--- WHAT TO PRODUCE ---
Can you reproduce the passage on scientists and claims of pseudoscience in full, word for word?

--- TEXT SEGMENT ---
-- BEGIN --
I canceled my subscription. The video should not have been sent out, and they should have gotten their money back from Kaku.

The point is, that when it comes to claims of pseudoscience, the reader still needs to apply critical thought, even if a scientist makes the claim. More to the topic at hand, Sean M. Carroll, another physicist, shared an image about DSDs with some verbiage about what “The Science” says about trans issues. So, as a physicist he doesn’t even know what the transgender claim is, and as a physicist, he has the god-like brain to make a declaration that is irrefutable. He didn’t respond to any of the replies that pointed out his error.

So, GLAAD, which is another organization that once existed to promote the well-being and social acceptance of lesbians and gays, wrote about how the science was settled and that the Times were promoting pseudoscience to dispute it.

Anyone with a basic understanding of science knows that the “science is never settled.” All answers are provisional, subject to further exploration.
-- END --
(Dataset records about object locations)
-- BEGIN --
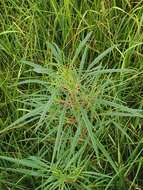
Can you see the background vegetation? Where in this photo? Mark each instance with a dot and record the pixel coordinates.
(71, 94)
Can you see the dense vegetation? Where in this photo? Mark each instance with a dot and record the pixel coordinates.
(71, 94)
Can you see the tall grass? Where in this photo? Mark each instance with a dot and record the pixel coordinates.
(71, 109)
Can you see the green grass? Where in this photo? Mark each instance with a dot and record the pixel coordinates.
(71, 95)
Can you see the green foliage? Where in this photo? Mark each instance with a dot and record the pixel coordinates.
(71, 106)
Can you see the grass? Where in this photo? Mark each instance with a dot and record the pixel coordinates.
(71, 95)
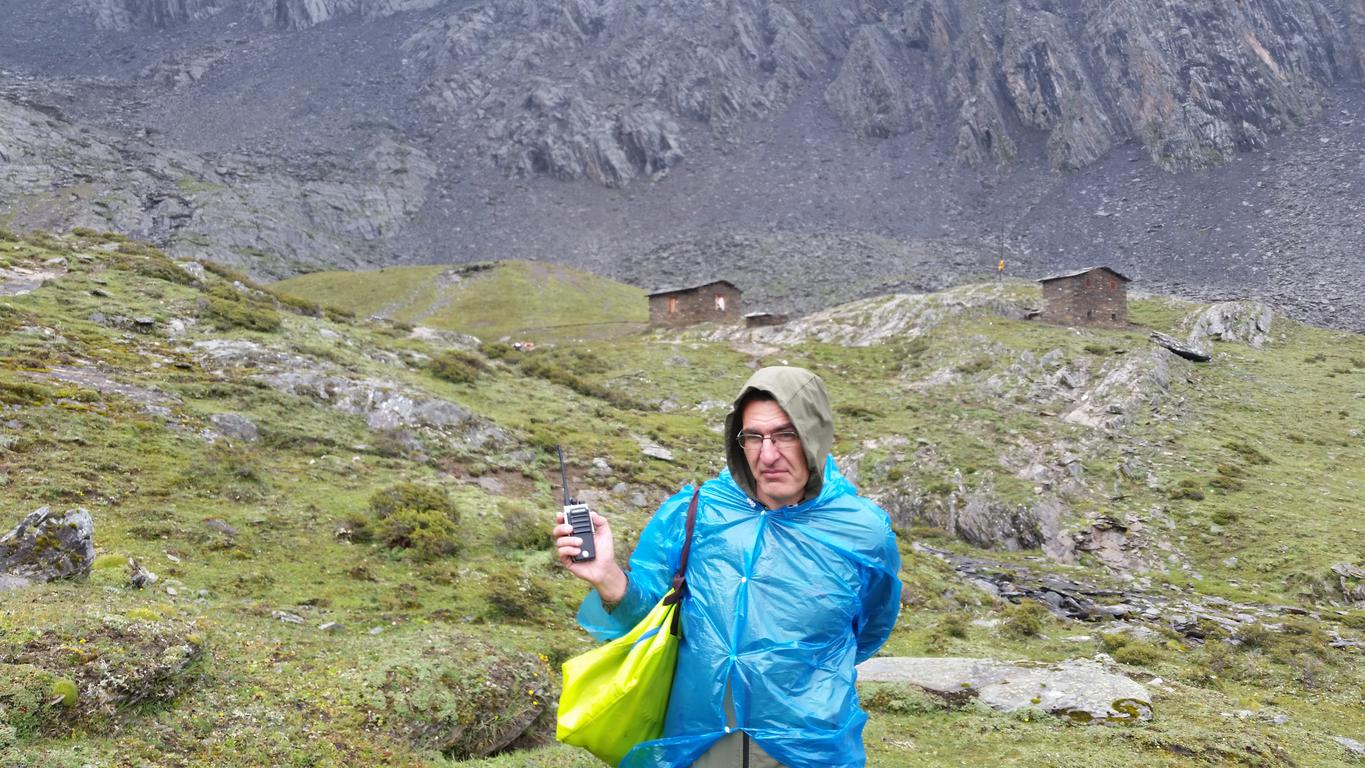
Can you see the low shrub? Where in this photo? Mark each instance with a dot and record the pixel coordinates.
(497, 351)
(1186, 489)
(427, 532)
(456, 366)
(1023, 621)
(411, 495)
(411, 516)
(1129, 650)
(524, 527)
(231, 314)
-- END --
--- SOLVED PROBLEM ---
I canceled my subscription. The video should not have been sent out, and they should have gotten their money back from Kaku.

The point is, that when it comes to claims of pseudoscience, the reader still needs to apply critical thought, even if a scientist makes the claim. More to the topic at hand, Sean M. Carroll, another physicist, shared an image about DSDs with some verbiage about what “The Science” says about trans issues. So, as a physicist he doesn’t even know what the transgender claim is, and as a physicist, he has the god-like brain to make a declaration that is irrefutable. He didn’t respond to any of the replies that pointed out his error.

So, GLAAD, which is another organization that once existed to promote the well-being and social acceptance of lesbians and gays, wrote about how the science was settled and that the Times were promoting pseudoscience to dispute it.

Anyone with a basic understanding of science knows that the “science is never settled.” All answers are provisional, subject to further exploration.